— WORK REQUIRED —
Your answer must consist solely of the line containing "Target: hat ribbon band" and all subsequent lines through the end of the entries, reproduced exactly.
■ ■ ■ ■ ■ ■ ■
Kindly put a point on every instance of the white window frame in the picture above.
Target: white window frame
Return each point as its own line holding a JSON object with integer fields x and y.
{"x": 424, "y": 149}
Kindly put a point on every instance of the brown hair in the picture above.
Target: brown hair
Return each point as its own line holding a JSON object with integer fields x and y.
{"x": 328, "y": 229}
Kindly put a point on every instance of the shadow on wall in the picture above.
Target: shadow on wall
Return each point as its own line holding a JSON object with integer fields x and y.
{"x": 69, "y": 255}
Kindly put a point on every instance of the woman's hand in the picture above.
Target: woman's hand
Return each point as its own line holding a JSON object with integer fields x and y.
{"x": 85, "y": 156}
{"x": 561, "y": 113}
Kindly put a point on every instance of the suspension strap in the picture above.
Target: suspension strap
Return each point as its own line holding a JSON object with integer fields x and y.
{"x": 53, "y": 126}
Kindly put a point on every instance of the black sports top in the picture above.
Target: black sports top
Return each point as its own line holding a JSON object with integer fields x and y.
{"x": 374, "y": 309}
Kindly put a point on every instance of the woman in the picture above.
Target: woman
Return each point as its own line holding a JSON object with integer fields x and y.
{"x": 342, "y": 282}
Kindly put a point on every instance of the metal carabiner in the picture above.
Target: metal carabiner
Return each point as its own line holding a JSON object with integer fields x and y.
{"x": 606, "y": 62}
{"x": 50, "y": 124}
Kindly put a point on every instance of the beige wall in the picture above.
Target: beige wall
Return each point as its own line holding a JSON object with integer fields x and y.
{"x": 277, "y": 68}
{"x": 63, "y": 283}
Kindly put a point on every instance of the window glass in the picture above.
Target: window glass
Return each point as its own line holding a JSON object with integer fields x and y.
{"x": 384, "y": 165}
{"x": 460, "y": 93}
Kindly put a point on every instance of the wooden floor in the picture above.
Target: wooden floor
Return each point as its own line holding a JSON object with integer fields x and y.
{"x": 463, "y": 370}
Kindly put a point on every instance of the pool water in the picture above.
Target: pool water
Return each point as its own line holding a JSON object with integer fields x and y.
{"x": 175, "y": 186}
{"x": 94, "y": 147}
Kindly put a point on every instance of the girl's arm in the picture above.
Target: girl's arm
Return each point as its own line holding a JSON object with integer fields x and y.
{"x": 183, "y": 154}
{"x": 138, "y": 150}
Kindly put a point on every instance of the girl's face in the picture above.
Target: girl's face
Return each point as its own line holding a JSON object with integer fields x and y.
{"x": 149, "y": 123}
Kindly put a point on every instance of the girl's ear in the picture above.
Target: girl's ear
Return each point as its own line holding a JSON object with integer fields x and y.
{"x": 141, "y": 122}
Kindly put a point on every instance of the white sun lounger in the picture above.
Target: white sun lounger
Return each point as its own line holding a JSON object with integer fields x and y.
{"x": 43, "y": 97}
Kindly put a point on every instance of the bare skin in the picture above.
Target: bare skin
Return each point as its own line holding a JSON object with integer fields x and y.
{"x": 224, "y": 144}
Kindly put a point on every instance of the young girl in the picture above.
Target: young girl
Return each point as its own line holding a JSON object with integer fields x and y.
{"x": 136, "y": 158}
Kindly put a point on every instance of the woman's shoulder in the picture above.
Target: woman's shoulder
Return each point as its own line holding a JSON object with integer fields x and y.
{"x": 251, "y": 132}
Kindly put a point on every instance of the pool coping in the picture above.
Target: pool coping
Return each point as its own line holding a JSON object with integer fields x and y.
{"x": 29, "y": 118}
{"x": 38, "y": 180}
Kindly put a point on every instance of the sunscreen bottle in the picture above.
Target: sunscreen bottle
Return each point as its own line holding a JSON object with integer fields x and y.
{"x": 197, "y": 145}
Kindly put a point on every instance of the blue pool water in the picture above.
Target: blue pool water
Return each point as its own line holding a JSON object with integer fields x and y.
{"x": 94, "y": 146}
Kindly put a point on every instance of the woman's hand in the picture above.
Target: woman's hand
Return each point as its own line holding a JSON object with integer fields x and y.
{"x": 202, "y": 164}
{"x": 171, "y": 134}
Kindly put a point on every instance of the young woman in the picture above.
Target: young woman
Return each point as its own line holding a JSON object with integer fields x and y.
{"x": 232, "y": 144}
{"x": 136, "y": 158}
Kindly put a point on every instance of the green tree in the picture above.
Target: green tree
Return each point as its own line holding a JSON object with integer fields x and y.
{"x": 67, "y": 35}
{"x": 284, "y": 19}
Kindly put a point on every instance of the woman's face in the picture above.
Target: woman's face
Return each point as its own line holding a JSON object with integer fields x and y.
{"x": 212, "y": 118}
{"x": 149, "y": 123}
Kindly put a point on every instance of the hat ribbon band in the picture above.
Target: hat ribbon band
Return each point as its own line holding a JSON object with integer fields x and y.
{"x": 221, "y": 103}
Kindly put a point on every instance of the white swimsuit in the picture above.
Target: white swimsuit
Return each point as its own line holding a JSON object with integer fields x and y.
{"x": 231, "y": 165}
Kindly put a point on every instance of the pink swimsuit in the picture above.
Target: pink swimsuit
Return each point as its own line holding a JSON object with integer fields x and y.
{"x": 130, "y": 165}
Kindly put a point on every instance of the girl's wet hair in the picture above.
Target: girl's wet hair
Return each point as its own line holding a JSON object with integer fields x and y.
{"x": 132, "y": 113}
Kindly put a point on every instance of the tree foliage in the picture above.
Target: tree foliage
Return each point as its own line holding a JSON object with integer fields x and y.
■ ■ ■ ■ ■ ■ ■
— RESULT OF THE TASK —
Target: hat ribbon band
Return each point as its own line holding a JSON object with integer fields x and y.
{"x": 221, "y": 103}
Kindly put a point on every instance of the white swimsuit in the picture above.
Target: white swimsuit
Return each point as its own line holding a JSON object with integer fields x and y.
{"x": 231, "y": 165}
Kindly put a point on every instance of the pink swimsuit in the picture above.
Target: pink swimsuit
Return each point as its own line holding a JSON object with integer fields x and y.
{"x": 130, "y": 165}
Kindly put a point on every instance of the girl's wet hair in the picture above.
Target: girl's wet hair
Return each point as its own line holding a JSON object with integer fields x and y.
{"x": 132, "y": 113}
Kindly put a point on every instance of the tree foliage in the picture above.
Target: tree foliage
Return each point as its own line holding a JSON object with integer fields x and y.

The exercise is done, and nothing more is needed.